BEGIN

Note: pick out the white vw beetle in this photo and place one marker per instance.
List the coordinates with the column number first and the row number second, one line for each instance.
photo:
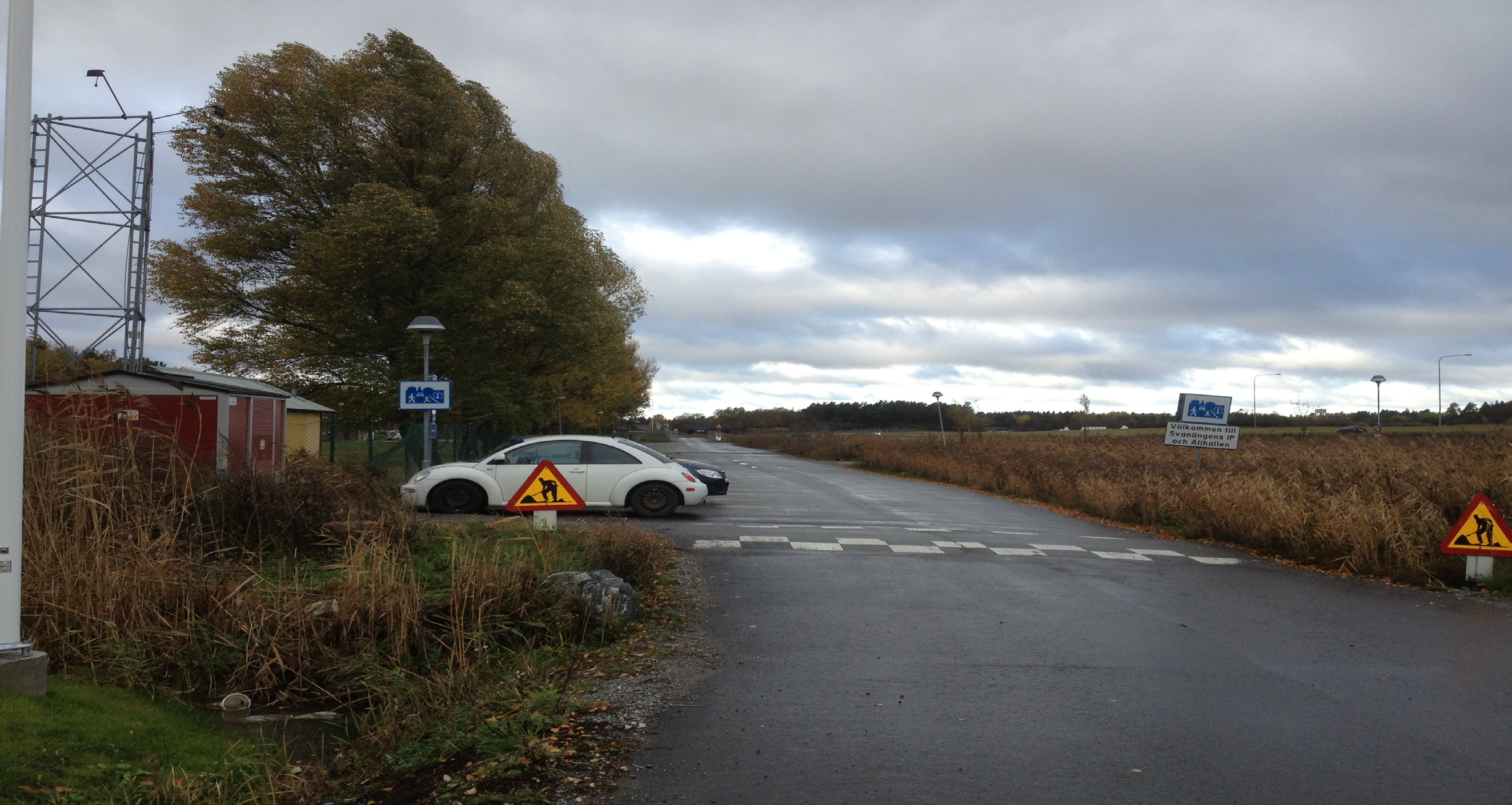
column 605, row 472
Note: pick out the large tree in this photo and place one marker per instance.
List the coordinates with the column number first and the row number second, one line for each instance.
column 339, row 198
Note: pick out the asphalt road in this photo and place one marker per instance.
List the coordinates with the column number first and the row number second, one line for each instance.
column 887, row 673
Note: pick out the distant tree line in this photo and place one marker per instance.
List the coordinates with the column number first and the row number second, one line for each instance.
column 920, row 416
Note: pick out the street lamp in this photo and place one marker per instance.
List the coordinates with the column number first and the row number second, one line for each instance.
column 1254, row 399
column 1378, row 380
column 941, row 411
column 426, row 325
column 1441, row 387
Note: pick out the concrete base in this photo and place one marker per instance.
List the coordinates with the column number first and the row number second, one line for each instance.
column 23, row 674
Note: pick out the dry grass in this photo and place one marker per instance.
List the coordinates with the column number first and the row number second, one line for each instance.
column 307, row 586
column 1359, row 505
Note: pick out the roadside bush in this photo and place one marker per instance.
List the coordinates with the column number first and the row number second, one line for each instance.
column 1372, row 506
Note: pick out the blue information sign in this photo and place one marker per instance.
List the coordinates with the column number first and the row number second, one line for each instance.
column 426, row 395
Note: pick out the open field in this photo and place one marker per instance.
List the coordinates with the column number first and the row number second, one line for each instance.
column 1349, row 504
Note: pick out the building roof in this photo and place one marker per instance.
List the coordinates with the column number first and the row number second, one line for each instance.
column 300, row 404
column 246, row 384
column 178, row 378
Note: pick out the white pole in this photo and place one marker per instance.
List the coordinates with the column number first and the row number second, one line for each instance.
column 14, row 224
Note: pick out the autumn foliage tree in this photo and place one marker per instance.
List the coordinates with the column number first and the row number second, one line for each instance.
column 342, row 197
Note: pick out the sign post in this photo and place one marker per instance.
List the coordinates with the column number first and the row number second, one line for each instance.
column 1481, row 535
column 1202, row 424
column 545, row 494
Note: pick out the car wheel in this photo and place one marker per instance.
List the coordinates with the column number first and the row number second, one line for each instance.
column 655, row 500
column 457, row 497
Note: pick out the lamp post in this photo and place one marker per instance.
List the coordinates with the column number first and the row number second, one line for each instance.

END

Exercise brief:
Using the entries above, return exactly the lines from the line with "Note: pick out the autumn" to the line with "Note: pick out the sign", counting both of those lines.

Answer to the problem:
Note: pick out the autumn foliage tree in this photo and place one marker per instance.
List the coordinates with the column number first and the row number second, one line for each instance.
column 342, row 197
Note: pick out the sign post in this photo and place one marker per instance.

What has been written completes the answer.